═════ Document excerpt
During President George Bush’s State of the Union address on January 28 he hailed the so-called progress in Iraq. “Our objective in the coming year is to sustain and build on the gains we made in 2007, while transitioning to the next phase of our strategy. American troops are shifting from leading operations, to partnering with Iraqi forces, and, eventually, to a protective overwatch mission,” he said.
Last month Rolling Stone magazine published an article titled “The Myth of the Surge.” Independent journalist Nir Rosen reported that the Bush administration has armed “the very Sunni militants who only months ago were waging deadly assaults on American forces.” U.S. forces now back Sunni militias, referred to as Iraqi Security Volunteers (ISVs). About 80,000 Iraqi men serve in ISVs, most of them are Sunnis.
An Army intelligence officer told Rosen, “The only reason anything works or anybody deals with us is because we give them money.”
══════════
• _The tasks_
1. In the passage on the Iraq surge, roughly how many Iraqi men serve in ISVs?
2. List the stages the passage on the Iraq surge says American troops are moving through, in order.
3. Please write the next few sentences of the passage on the Iraq surge, following on from its final quotation.
═════ Data entries
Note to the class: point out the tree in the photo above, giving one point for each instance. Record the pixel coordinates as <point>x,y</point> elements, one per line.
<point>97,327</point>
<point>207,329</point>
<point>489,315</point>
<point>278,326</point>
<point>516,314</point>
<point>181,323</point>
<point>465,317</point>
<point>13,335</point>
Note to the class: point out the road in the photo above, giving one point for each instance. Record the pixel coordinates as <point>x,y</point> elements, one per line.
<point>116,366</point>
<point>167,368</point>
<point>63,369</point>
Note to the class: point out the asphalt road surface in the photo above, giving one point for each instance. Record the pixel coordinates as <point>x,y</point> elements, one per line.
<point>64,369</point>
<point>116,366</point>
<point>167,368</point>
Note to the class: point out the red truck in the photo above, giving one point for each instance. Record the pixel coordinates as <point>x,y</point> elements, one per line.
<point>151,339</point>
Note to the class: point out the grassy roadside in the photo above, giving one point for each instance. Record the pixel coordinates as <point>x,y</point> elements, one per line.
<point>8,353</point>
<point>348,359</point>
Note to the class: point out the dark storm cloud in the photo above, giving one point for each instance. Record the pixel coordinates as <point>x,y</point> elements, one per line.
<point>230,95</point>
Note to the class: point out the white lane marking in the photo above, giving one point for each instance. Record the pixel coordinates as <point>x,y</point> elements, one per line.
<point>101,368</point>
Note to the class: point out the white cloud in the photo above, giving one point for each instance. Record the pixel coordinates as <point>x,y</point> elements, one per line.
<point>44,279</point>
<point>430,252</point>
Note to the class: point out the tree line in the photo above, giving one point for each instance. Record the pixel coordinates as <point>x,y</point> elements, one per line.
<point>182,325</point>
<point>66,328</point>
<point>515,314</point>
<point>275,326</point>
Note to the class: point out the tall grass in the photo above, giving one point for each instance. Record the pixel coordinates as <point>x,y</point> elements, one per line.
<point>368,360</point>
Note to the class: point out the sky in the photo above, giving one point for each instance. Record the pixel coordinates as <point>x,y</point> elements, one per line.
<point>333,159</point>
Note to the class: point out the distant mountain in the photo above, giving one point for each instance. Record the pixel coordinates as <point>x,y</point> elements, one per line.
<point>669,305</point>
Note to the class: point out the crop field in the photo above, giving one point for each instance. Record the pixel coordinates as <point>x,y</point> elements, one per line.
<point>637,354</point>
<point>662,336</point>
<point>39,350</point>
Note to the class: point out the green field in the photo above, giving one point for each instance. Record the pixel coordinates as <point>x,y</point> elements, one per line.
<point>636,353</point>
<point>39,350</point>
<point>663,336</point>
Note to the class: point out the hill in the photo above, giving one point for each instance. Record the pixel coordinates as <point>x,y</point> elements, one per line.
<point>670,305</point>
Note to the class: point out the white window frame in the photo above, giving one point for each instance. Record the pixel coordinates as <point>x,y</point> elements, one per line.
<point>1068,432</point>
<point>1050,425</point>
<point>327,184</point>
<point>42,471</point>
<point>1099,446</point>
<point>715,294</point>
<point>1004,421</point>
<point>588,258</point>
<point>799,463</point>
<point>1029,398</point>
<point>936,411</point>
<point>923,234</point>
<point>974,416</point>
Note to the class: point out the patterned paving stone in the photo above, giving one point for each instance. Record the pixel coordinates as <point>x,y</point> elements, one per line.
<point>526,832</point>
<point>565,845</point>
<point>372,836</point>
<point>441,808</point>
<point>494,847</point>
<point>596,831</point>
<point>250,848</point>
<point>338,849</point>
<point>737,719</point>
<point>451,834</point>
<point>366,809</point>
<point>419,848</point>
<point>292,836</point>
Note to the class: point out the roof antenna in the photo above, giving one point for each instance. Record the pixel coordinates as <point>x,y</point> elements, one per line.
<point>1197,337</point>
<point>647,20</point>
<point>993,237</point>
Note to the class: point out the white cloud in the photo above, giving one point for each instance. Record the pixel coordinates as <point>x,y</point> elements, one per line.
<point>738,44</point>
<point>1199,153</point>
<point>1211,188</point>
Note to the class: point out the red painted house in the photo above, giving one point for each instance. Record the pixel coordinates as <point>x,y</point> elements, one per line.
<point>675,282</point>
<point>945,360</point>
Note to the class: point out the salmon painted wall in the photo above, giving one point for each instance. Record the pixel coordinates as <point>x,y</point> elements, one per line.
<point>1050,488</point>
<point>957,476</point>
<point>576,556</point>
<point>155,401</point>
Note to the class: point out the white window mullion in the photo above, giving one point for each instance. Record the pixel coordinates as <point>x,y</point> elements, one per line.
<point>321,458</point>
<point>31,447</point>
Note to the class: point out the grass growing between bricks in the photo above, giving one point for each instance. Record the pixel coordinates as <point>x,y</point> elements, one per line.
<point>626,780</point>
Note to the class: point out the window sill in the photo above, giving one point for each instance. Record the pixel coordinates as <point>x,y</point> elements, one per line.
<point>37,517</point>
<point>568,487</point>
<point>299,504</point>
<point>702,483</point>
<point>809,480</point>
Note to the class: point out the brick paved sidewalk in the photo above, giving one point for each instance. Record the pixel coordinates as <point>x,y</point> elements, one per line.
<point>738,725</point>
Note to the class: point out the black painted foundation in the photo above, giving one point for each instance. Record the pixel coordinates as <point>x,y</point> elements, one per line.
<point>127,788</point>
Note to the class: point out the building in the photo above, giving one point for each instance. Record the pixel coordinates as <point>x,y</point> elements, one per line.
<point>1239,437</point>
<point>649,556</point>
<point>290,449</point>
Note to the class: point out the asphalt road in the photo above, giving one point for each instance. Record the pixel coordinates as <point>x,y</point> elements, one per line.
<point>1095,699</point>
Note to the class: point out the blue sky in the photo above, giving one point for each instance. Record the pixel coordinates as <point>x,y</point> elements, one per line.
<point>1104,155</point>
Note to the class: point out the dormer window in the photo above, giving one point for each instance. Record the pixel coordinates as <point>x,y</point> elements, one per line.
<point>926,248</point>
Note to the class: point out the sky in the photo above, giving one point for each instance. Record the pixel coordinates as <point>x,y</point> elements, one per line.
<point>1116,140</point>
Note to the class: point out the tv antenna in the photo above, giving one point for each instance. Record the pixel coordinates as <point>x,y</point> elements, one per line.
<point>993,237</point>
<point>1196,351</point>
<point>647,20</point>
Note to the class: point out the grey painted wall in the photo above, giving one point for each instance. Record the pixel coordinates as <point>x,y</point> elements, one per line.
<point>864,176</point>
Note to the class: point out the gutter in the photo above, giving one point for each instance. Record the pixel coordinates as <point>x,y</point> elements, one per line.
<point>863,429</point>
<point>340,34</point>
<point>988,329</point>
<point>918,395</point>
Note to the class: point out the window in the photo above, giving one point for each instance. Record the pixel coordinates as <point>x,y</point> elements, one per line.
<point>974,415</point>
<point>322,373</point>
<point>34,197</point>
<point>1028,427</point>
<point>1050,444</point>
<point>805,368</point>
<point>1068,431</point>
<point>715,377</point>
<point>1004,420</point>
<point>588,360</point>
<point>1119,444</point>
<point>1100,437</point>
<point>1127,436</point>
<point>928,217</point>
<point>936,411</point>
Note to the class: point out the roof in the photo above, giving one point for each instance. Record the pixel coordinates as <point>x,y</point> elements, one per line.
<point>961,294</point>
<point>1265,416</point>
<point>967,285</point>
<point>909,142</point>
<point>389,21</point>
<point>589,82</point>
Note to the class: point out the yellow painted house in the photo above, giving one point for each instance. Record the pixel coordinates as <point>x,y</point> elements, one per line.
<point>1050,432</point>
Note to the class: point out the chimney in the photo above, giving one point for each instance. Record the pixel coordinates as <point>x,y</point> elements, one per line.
══════════
• _Final results_
1. About 80,000.

2. Leading operations, partnering with Iraqi forces, and a protective overwatch mission.

3.
Chas Freeman, former ambassador to Saudi Arabia for President George H.W. Bush, says, “We are essentially supporting a quasi-feudal devolution of authority to armed enclaves, which exist at the expense of central government authority. Those we are arming and training are arming and training themselves not to facilitate our objectives but to pursue their own objectives vis-a-vis other Iraqis. It means that the sectarian and ethnic conflicts that are now suppressed are likely to burst out with even greater ferocity in the future.”
Seymour Hersh, Pulitzer Prize winning journalist, published an article last year in The New Yorker magazine about the Bush administration’s strategy to undermine Iran. According to Seymour, “The Administration has coöperated with Saudi Arabia’s government, which is Sunni, in clandestine operations that are intended to weaken Hezbollah, the Shiite organization that is backed by Iran.” However, the strategy has a “contradictory aspect” because most of the violence directed at the U.S. military “has come from Sunni forces.”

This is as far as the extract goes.